- Opening Delimiter -
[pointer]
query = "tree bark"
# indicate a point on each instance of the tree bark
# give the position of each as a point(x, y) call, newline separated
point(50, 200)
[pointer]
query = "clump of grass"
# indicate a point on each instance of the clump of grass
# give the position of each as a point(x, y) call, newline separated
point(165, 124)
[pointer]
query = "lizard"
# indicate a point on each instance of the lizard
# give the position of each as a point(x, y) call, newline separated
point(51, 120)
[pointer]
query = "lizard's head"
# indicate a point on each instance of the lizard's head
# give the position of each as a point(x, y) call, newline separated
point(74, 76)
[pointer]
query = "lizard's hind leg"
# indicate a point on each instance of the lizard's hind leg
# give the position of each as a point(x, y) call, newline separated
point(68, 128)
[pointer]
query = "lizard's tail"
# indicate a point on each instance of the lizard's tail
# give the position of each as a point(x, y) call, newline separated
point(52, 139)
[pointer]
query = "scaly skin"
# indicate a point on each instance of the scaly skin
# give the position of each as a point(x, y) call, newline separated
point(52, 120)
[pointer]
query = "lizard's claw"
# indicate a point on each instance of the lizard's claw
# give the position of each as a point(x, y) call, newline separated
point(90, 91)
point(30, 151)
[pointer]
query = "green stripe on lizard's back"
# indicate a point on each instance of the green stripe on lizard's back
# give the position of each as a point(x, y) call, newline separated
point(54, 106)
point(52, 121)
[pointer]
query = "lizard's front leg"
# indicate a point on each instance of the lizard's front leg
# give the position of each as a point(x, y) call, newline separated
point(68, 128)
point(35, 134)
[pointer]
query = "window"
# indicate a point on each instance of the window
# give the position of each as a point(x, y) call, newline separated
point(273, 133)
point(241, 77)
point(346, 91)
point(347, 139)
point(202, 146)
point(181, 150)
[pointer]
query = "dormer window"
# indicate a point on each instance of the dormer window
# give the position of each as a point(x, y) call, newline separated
- Closing Delimiter -
Each record above has to be printed again, word for word.

Answer area
[pointer]
query = "tree bark"
# indicate a point on each instance of the tree bark
# give the position of each as a point(x, y) call, newline separated
point(50, 200)
[pointer]
query = "clump of grass"
# indicate a point on each instance of the clump of grass
# give the position of each as a point(x, y) call, newline separated
point(165, 124)
[pointer]
query = "lizard"
# indicate a point on each instance of the lizard
# give the position of each as a point(x, y) call, newline separated
point(51, 120)
[pointer]
query = "lizard's head"
# indicate a point on each instance of the lizard's head
# give the position of each as a point(x, y) call, newline separated
point(74, 76)
[pointer]
query = "lizard's hind leg"
# indicate a point on each instance of the lizard's hind leg
# give the position of each as a point(x, y) call, newline separated
point(68, 128)
[pointer]
query = "lizard's tail"
# indicate a point on each instance of the lizard's tail
# give the position of each as a point(x, y) call, newline separated
point(52, 139)
[pointer]
query = "scaly skin"
# indicate a point on each instance of the scaly skin
# give the position of each as a point(x, y) call, newline separated
point(52, 120)
[pointer]
query = "lizard's claw"
# indicate a point on each instance of the lizard's claw
# give the position of each as a point(x, y) call, newline separated
point(90, 91)
point(30, 151)
[pointer]
query = "green stripe on lizard's back"
# indicate a point on each instance of the green stripe on lizard's back
# give the position of each as a point(x, y) call, newline separated
point(54, 106)
point(52, 121)
[pointer]
query = "lizard's front leg"
# indicate a point on each instance of the lizard's front leg
# give the position of each as a point(x, y) call, newline separated
point(68, 128)
point(35, 134)
[pointer]
query = "window"
# indicate a point on each instance of the window
# give the position of each as a point(x, y) call, newline separated
point(273, 133)
point(241, 77)
point(346, 91)
point(347, 139)
point(202, 146)
point(181, 150)
[pointer]
query = "dormer window"
# indicate a point on each instance of the dormer window
# give the position of each as a point(x, y) call, newline separated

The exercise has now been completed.